Politically subversive texts, and their censorship by those in power who feel threatened by them, remain topics of great interest in literary studies. Neither censorship nor politically subversive texts are new, of course. However, what is new is conceptual blending theory, a recent development in cognitive science with great relevance to this particular field of literary study. As I argue in this presentation, conceptual blending theory enables us now to better understand how apparently subversive texts work.

Although some critics in the past might have defined certain politically subversive texts as allegories, Crisp's recent article on symbol and allegory reminds us that the term allegory is polysemous. Furthermore, the act of categorizing a text as an allegory might help explain what the text is but not what it does or how it works. Because such questions lie within the realm of poetics, it seems fitting to adopt a cognitive poetic approach to them and learn how conceptual blending theory can account for the allegoric nature of many politically subversive texts. For example, conceptual blending theory can offer several interesting insights into how Arthur Miller's play The Crucible has constantly been interpreted as a political parable for McCarthyism ever since it was first staged in January 1953 in New York. Likewise, the censorship of Mikhail Bulgakov's The Heart of a Dog by authorities in 1925 also provides an excellent example of why a novella, which is allegoric nature, was prohibited from being published for several decades in the Soviet Union. Again, although texts like these have been recognized as allegories or parables in the past, conceptual blending theory suggests how that complex act of recognition and interpretation is possible in the minds of readers.

* _DATASET RECORDS_
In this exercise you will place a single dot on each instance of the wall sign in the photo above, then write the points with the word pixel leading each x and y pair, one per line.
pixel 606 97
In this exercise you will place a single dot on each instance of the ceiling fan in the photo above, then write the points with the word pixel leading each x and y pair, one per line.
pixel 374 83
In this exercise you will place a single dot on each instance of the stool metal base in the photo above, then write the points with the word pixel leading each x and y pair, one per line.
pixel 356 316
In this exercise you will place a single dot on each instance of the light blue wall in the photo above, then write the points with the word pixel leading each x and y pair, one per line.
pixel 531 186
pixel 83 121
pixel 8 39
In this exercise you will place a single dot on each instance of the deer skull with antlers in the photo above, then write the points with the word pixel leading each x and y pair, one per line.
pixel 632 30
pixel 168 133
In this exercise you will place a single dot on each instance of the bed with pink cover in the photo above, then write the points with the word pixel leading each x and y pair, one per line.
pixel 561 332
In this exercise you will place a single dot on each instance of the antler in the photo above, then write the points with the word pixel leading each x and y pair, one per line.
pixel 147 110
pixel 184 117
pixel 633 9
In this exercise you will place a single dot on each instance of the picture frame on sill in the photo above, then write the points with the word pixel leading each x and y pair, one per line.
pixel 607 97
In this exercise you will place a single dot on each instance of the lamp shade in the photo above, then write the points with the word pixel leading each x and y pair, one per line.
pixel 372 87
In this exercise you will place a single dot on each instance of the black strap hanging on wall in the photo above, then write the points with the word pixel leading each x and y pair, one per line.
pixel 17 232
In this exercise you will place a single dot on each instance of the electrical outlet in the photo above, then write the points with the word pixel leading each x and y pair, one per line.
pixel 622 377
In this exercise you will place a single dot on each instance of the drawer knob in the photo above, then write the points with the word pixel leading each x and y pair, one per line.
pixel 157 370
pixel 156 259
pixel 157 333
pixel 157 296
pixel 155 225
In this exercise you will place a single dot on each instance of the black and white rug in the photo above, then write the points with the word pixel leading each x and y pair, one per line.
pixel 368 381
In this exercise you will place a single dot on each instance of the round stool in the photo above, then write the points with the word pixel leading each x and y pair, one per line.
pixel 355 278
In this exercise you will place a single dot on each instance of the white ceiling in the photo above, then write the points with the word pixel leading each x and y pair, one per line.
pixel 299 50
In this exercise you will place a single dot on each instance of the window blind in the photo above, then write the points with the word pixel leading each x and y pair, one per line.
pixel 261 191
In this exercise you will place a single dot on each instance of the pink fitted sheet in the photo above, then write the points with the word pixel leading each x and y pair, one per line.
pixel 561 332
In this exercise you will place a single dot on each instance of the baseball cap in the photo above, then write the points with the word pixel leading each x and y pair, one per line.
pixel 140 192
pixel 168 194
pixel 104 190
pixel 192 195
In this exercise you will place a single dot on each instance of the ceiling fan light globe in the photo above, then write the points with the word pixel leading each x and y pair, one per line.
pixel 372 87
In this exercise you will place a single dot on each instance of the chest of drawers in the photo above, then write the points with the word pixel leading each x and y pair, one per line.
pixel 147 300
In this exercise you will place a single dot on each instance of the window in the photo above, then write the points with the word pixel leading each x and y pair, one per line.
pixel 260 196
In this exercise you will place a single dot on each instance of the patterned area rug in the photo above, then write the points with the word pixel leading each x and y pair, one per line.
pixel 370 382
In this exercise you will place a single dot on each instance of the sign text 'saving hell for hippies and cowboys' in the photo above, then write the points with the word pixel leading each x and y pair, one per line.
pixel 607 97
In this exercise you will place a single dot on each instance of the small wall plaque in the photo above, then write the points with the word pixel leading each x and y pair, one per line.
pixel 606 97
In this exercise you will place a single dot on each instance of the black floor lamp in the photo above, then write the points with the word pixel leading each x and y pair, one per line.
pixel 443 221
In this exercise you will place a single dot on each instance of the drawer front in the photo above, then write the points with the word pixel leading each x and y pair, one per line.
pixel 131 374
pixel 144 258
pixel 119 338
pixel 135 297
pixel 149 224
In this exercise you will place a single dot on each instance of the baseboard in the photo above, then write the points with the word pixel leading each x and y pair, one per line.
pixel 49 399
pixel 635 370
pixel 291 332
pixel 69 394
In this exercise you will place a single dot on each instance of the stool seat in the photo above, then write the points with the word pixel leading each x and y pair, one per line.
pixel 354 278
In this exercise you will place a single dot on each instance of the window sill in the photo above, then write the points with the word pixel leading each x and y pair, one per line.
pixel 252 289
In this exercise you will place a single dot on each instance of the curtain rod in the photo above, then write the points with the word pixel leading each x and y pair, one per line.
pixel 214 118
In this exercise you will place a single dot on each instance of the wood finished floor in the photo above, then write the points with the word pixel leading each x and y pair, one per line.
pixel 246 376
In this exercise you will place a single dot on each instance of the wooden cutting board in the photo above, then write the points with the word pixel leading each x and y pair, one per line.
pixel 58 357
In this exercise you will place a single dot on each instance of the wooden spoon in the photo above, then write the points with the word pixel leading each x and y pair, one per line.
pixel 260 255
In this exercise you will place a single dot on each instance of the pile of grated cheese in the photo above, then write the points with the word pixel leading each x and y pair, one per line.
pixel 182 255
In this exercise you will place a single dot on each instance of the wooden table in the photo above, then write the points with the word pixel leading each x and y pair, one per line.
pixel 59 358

* _PROMPT 1_
According to the passage on conceptual blending theory and subversive texts, when and where was The Crucible first staged?
* _PROMPT 2_
Please resume the passage on conceptual blending theory and subversive texts, writing on from its final sentence.

* _TASK RESULT 1_
In January 1953 in New York.

* _TASK RESULT 2_
Finally, I will conclude my talk by arguing that politically subversive writers often turn to parable or allegory in order to critique political systems indirectly. Such writers do so because they know they can count on their readers to make the intended inferences about the targets of their criticisms. But the minds of readers are similar to the minds of censors, which is why the challenge for writers is to write a text that readers will actually be able to read because it has not been censored. As the history of censorship suggests, however, it has not always been easy for writers to fool censors. This is because censors too can make the inferences that writers want readers but not censors to make. And yet, how those inferences are actually made has not been clearly understood until now. But that is precisely why the development of conceptual blending theory is relevant to this area of literary studies. It can offer new answers to old questions regarding censorship and the reception history of politically subversive texts.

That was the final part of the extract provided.